- What to work on
**1)** Answer these questions from the article on investing for racial justice.
(a) Which two conversations did last month's Agents of Impact Call join?
(b) In how many urban centers has Bloomberg Philanthropies tapped Activest to help officials?
(c) Which investment firm has Activest teamed with to offer a fixed-income portfolio?
**2)** In the article on investing for racial justice, recast the paragraph beginning "Municipal finance." as a bulleted list that keeps its main facts.

- Text passage
· · · ·

Changing the Investment Algorithm to Advance Racial Justice

By Dennis Price and David Bank | Impact Alpha

Last month’s Agents of Impact Call joined two conversations that are too often separate: systemic risk and systemic racism. Today’s Call continues the effort to call out the ways racism shows up across the economic landscape and highlight strategies and designs that “center Blackness and the Black experience as a necessary strategy to ensure economic liberation for all Americans,” as the Insight Center’s Anne Price, Jhumpa Bhattacharya and Dorian Warren put it this summer.

Identifying the ways finance drives racial injustice is essential for investors looking to do the opposite: Use their portfolio to root out racism.

  • Municipal finance. Cities that treat their residents fairly have longer, stronger fiscal outcomes, says Activest’s Ryan Bowers. Cities that do the opposite risk stranding assets of such injustice, including jail infrastructure and extractive revenues, leaving taxpayers and investors with liabilities and expenses. “Too many local governments have predicated their financial fortunes on the control and oppression of Black people,” writes Bowers, along with Activest’s Napoleon Wallace and Chelsea McDaniel. Until recently, Bowers struggled to get meetings with city budget directors to make that case. Now, Bloomberg Philanthropies has tapped Activest to help officials in 30 urban centers put equity at the center of their COVID recoveries. Activest has teamed with investment firm Adasina to offer a fixed-income portfolio that invests directly in Black communities, primarily through municipal bonds.

· · · ·

Dataset entries:

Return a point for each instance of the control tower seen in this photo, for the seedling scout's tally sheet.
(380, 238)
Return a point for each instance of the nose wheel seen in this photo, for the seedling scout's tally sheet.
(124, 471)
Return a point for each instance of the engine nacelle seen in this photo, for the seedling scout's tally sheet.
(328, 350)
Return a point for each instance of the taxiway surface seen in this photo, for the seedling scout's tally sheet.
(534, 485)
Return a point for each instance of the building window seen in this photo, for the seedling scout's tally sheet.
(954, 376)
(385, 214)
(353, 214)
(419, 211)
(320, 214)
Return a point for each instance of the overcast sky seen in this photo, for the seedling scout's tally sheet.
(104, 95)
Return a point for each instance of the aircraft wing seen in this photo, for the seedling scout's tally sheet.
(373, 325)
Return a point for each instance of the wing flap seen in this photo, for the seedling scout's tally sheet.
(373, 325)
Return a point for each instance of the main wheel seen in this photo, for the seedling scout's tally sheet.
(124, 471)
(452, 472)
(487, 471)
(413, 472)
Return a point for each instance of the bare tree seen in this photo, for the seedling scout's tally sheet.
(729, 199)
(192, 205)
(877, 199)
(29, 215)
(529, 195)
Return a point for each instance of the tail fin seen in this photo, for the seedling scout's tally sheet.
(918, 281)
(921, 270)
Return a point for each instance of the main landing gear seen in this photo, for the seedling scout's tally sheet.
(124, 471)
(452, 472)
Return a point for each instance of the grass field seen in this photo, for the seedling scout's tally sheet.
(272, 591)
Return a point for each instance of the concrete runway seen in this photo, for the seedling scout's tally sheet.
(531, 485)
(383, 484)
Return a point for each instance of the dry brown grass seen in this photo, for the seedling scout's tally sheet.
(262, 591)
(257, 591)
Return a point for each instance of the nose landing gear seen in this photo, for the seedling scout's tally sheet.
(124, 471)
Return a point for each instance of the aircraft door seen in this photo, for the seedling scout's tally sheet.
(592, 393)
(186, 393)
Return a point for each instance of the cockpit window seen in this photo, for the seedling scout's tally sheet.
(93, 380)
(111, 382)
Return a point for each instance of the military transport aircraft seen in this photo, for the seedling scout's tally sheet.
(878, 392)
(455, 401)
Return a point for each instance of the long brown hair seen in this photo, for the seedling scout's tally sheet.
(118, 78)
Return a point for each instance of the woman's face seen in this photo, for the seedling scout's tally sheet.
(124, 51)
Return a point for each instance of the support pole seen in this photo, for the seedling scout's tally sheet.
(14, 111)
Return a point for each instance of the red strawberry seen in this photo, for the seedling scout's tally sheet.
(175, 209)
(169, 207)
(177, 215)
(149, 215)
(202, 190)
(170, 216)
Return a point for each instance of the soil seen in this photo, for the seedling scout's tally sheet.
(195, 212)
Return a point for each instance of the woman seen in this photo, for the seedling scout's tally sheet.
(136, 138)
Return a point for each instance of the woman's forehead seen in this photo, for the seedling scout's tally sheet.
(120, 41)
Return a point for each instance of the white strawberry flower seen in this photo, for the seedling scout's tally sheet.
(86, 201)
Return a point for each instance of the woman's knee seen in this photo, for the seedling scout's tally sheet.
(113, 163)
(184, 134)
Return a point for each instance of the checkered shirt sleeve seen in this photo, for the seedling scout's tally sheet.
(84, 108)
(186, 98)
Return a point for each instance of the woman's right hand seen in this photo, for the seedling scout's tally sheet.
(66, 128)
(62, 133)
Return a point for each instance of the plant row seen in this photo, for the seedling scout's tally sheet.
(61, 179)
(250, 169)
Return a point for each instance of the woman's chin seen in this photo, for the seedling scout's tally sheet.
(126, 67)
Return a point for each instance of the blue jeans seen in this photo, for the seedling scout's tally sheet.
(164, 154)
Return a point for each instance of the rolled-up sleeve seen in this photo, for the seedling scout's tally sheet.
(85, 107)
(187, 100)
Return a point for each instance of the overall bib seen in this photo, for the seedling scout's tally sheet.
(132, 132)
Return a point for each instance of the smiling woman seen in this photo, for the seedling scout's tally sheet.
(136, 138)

· · · ·

- Written responses
**1)**
(a) Systemic risk and systemic racism.
(b) 30.
(c) Adasina.

**2)**
- Activest's Ryan Bowers says cities that treat their residents fairly have longer, stronger fiscal outcomes.
- Cities that do the opposite risk stranding assets of such injustice, such as jail infrastructure and extractive revenues, and leave taxpayers and investors with liabilities and expenses.
- Bowers, Napoleon Wallace and Chelsea McDaniel write that too many local governments have based their finances on the control and oppression of Black people.
- Until recently, Bowers struggled to get meetings with city budget directors.
- Bloomberg Philanthropies has now tapped Activest to help officials in 30 urban centers put equity at the center of their COVID recoveries.
- Activest and Adasina offer a fixed-income portfolio that invests directly in Black communities, mainly through municipal bonds.